■ Exercise directions
From the line that includes "Phrase: dark blue jacket" to the last line of the records, inclusive, repeat each line exactly.
= = =
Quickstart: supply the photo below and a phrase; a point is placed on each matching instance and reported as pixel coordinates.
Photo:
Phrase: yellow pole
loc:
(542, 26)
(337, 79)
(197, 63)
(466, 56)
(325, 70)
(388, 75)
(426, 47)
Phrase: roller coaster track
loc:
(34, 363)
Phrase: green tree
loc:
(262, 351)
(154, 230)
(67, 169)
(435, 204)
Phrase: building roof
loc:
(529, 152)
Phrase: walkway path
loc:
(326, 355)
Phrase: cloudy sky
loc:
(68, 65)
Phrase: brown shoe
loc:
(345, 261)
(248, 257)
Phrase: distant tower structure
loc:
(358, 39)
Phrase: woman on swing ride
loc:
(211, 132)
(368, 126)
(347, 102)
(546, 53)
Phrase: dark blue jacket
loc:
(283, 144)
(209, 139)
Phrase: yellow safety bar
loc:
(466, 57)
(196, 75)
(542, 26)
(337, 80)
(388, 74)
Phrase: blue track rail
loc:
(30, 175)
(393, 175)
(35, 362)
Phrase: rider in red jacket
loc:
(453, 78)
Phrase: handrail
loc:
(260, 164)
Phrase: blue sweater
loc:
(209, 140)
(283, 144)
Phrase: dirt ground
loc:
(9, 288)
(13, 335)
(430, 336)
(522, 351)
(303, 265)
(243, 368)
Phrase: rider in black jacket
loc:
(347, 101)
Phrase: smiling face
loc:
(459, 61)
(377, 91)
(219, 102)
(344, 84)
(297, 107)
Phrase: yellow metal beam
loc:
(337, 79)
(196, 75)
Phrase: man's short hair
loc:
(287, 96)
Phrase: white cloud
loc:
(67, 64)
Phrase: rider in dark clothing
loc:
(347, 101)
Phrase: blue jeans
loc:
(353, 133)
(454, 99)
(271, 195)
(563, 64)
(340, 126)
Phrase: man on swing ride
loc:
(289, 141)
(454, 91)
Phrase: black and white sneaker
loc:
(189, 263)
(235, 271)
= = =
■ Task answer
Phrase: dark blue jacket
loc:
(283, 144)
(209, 139)
Phrase: yellow safety bar
loc:
(466, 57)
(196, 75)
(542, 26)
(337, 80)
(388, 74)
Phrase: blue track rail
loc:
(30, 175)
(393, 175)
(35, 362)
Phrase: rider in red jacket
loc:
(453, 78)
Phrase: handrail
loc:
(260, 164)
Phrase: blue sweater
loc:
(209, 140)
(283, 144)
Phrase: dirt ground
loc:
(9, 288)
(13, 335)
(430, 336)
(522, 351)
(303, 265)
(243, 368)
Phrase: rider in black jacket
loc:
(347, 101)
Phrase: smiling face
loc:
(459, 61)
(377, 91)
(219, 102)
(344, 84)
(297, 107)
Phrase: yellow metal beam
loc:
(337, 79)
(196, 75)
Phrase: man's short hair
loc:
(287, 96)
Phrase: white cloud
loc:
(67, 64)
Phrase: rider in dark clothing
loc:
(347, 101)
Phrase: blue jeans
loc:
(353, 133)
(454, 99)
(271, 195)
(563, 64)
(340, 126)
Phrase: man on swing ride
loc:
(289, 141)
(454, 91)
Phrase: black and white sneaker
loc:
(189, 263)
(235, 271)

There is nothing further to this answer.